(GIVEN TASK 1):
State how many lines of the entries hold the string "grain". Case counts, and give only the number.
Start of SOURCE DOCUMENT
Based on the input received, the PMO undertook a data modeling effort that integrated agency responses with eTS RFP Requirements, FTR (Federal Travel Regulation), JFMIP (Joint Financial Management Improvement Program), U.S. Department of State FAM (Foreign Affairs Manual, 6 FAM Volume 100). This data modeling effort confirmed that agencies have very different implementations of these data elements and each agency has additional data elements that the eTravel Service may need to incorporate. A subsequent workshop meeting with representatives from 17 of the 24 BRM agencies further refined the set of data elements from the initial 40 found in the FTR to 385, of which 279 were identified as necessary for interchange with agency business systems. The other 106 elements would likely be relevant for a data warehouse.
End of SOURCE DOCUMENT
(GIVEN TASK 2):
According to the passage on eTravel data elements, how many representatives' agencies out of the 24 BRM agencies took part in the later workshop meeting?
Start of DATA PROVIDED
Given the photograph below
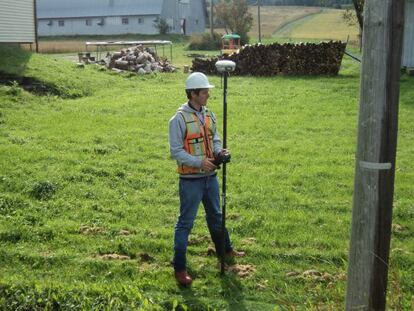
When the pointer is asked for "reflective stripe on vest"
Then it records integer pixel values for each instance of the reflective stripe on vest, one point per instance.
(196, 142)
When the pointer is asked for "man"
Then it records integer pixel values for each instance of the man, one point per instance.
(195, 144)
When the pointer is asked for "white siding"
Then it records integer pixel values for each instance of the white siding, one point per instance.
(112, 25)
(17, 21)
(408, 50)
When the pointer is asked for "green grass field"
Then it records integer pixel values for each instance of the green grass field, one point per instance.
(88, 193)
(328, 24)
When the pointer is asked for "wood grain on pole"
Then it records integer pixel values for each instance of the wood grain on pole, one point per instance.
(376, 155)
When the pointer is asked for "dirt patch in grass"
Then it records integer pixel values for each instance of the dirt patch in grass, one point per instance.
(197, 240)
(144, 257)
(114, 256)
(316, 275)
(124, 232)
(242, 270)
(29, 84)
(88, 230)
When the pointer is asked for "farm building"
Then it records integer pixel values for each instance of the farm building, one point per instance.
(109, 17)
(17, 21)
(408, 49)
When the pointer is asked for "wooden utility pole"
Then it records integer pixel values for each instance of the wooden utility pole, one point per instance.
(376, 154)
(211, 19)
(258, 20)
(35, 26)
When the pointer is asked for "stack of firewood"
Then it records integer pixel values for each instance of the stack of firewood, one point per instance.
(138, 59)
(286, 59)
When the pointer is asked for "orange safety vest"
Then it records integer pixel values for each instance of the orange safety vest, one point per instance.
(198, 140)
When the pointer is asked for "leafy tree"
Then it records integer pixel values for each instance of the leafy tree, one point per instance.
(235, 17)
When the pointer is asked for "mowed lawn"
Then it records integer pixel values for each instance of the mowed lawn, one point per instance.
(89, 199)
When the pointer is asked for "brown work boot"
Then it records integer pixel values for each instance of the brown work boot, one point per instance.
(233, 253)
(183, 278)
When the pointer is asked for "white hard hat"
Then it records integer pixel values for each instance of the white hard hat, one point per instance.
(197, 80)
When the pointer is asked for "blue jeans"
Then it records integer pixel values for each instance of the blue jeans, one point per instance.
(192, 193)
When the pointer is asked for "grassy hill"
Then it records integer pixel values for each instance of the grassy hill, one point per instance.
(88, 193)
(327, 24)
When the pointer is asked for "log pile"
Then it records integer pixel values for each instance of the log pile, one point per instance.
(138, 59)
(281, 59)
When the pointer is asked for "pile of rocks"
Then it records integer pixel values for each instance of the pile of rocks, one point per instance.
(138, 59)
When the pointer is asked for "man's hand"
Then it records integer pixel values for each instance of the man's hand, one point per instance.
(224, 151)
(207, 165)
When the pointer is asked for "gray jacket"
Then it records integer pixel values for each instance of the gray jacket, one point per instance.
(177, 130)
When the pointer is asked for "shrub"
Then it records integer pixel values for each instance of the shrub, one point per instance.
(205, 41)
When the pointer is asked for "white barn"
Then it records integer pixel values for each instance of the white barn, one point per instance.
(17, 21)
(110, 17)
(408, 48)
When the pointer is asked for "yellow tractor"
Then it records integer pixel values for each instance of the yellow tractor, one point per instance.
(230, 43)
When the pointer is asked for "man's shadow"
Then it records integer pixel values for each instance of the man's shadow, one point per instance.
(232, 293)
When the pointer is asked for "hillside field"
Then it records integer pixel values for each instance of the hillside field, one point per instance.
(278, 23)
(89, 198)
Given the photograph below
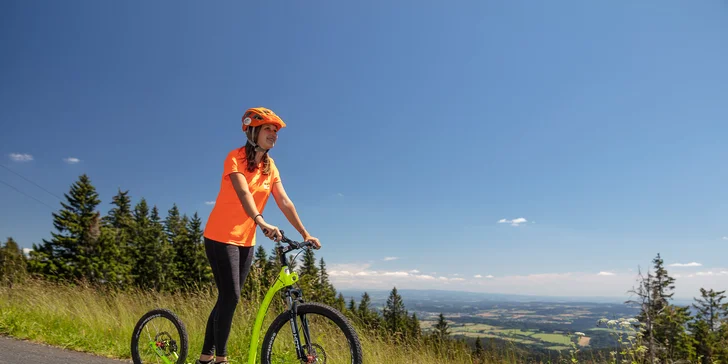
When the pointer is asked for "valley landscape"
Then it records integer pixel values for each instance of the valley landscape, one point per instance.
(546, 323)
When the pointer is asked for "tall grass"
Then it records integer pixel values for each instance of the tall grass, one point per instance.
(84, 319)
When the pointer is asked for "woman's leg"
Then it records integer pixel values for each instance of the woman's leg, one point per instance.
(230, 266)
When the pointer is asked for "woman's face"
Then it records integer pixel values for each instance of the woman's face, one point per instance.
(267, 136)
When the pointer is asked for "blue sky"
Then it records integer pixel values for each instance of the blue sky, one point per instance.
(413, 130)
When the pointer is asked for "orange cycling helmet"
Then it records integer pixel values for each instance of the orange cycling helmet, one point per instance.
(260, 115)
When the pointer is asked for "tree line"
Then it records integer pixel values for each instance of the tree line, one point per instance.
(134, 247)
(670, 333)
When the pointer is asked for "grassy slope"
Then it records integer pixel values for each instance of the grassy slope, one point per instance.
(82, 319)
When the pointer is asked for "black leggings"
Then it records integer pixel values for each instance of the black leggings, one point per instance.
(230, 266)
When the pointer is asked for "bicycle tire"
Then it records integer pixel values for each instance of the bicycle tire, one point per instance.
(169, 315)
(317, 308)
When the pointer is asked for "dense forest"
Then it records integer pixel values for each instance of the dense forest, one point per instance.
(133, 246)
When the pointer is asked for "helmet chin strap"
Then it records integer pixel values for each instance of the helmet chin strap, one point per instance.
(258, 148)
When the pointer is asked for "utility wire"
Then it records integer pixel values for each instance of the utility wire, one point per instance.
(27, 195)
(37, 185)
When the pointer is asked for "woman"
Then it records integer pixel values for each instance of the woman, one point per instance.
End of DATA PROVIDED
(COMPLETE OUTPUT 1):
2

(COMPLETE OUTPUT 2):
17 of the 24 BRM agencies.